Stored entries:
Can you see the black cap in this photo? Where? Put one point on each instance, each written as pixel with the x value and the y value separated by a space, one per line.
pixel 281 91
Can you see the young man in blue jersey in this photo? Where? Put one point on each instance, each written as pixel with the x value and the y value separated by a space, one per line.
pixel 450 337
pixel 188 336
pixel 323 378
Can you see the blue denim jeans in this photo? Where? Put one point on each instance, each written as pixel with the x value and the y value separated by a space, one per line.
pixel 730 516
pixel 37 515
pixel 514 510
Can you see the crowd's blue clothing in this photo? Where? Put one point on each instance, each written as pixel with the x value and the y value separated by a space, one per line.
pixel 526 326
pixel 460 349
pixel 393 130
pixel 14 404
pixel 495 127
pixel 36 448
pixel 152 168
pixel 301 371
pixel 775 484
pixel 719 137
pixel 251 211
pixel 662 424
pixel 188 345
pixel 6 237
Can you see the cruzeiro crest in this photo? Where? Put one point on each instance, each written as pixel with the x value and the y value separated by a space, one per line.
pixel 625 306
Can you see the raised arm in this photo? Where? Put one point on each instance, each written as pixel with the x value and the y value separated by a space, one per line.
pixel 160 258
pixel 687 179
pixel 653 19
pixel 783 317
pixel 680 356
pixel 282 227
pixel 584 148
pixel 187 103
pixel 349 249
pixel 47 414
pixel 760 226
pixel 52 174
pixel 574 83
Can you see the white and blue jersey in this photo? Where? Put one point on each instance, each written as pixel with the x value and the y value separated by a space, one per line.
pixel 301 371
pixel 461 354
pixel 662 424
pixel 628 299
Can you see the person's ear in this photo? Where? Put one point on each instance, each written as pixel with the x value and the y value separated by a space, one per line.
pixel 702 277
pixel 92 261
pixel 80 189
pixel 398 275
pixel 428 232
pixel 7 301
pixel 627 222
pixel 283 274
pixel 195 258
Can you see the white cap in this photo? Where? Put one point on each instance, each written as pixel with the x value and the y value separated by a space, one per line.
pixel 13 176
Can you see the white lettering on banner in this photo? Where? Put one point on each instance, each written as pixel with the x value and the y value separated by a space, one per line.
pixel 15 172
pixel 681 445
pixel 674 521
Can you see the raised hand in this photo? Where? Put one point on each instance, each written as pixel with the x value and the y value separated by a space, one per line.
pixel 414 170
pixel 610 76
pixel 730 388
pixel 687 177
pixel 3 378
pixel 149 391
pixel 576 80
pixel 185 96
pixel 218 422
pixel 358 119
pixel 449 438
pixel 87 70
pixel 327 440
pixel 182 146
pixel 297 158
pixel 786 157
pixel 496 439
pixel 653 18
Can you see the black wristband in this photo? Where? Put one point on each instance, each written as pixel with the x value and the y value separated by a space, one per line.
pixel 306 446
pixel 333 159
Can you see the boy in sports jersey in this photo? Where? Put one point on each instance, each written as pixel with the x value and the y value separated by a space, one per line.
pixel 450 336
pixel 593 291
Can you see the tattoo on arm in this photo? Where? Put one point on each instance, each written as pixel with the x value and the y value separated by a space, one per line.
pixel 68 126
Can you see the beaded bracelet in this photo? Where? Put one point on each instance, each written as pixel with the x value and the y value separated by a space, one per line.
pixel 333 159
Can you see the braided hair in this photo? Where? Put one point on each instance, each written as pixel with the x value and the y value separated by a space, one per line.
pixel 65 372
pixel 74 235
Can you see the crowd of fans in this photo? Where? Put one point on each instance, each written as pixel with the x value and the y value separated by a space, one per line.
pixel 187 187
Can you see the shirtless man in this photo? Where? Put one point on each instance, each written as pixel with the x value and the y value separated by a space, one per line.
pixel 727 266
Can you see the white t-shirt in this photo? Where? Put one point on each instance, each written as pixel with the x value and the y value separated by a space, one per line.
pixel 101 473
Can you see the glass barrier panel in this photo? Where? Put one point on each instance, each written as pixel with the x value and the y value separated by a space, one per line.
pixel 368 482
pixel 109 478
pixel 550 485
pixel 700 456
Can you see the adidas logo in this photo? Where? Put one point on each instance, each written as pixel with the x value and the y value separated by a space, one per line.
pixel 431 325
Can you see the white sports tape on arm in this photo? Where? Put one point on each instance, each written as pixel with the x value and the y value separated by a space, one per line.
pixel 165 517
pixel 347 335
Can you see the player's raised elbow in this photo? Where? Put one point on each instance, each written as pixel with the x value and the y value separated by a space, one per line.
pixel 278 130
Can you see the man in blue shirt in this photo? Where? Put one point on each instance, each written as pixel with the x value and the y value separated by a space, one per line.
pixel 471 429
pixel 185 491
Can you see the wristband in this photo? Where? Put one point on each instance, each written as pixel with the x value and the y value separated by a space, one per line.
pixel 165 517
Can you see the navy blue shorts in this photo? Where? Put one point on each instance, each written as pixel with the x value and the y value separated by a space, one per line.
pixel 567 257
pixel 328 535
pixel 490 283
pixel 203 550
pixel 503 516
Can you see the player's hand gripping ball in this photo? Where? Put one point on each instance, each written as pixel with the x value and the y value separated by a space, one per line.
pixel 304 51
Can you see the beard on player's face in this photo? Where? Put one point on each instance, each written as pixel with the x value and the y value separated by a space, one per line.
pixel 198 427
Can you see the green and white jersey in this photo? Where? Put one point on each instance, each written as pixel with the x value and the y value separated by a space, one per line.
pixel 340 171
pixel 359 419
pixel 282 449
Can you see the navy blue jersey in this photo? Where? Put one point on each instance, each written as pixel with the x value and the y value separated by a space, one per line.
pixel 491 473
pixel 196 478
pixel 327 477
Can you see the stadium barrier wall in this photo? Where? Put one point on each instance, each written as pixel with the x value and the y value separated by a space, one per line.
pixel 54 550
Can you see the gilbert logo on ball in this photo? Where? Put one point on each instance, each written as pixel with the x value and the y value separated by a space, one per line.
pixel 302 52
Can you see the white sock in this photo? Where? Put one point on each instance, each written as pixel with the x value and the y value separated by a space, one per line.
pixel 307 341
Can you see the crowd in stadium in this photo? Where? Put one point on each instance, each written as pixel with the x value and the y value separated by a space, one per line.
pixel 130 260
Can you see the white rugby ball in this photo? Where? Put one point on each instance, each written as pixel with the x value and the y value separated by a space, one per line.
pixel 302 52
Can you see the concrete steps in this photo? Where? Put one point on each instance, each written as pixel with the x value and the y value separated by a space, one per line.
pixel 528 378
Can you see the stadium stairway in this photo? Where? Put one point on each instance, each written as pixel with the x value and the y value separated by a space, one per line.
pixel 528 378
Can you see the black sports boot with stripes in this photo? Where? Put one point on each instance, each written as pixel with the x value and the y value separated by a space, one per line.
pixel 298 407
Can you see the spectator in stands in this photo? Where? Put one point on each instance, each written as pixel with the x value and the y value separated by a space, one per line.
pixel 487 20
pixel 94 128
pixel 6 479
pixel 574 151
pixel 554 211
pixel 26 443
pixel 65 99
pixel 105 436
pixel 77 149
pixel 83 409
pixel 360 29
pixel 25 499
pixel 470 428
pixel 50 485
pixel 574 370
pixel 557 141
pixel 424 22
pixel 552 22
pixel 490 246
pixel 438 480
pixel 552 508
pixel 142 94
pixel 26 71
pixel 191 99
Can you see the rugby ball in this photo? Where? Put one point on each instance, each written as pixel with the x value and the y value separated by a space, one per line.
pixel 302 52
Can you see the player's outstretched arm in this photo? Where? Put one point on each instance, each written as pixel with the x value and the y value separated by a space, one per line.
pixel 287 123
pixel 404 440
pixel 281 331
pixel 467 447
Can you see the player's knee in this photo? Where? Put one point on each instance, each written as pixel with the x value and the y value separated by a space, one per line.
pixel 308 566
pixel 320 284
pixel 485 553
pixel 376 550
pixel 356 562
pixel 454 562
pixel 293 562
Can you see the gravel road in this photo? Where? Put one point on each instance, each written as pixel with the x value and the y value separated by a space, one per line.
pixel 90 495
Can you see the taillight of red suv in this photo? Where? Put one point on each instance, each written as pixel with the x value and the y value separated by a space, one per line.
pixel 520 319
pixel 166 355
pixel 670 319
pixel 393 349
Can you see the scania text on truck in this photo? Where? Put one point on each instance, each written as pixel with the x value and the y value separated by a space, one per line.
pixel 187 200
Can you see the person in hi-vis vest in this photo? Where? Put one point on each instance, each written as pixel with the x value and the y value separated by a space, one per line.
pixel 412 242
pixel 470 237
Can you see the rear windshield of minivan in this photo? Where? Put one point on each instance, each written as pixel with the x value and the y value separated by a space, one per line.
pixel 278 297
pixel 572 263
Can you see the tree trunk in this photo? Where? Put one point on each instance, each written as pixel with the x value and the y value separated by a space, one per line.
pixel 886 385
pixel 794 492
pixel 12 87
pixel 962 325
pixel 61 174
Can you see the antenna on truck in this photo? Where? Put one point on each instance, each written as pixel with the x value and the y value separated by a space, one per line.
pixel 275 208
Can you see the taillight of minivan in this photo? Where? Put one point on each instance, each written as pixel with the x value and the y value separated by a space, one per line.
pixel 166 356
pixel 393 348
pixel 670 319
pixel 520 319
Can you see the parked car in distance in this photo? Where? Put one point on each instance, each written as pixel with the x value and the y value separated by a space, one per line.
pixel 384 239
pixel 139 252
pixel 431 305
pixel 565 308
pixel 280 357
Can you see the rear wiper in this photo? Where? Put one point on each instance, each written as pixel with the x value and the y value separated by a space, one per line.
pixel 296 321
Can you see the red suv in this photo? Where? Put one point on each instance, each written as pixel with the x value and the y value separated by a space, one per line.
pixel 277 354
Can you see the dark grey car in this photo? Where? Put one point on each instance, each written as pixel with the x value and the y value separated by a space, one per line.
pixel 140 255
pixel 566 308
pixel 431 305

● PROMPT: Print the line with "Can you see the dark" and every line after it in the entries above, exactly as written. Leave out all other lines.

● ANSWER SPACE:
Can you see the dark grey car in this photo? Where? Put one point on each instance, each written as pixel with the x value and the y value separated by a space, one per line.
pixel 140 255
pixel 566 308
pixel 431 305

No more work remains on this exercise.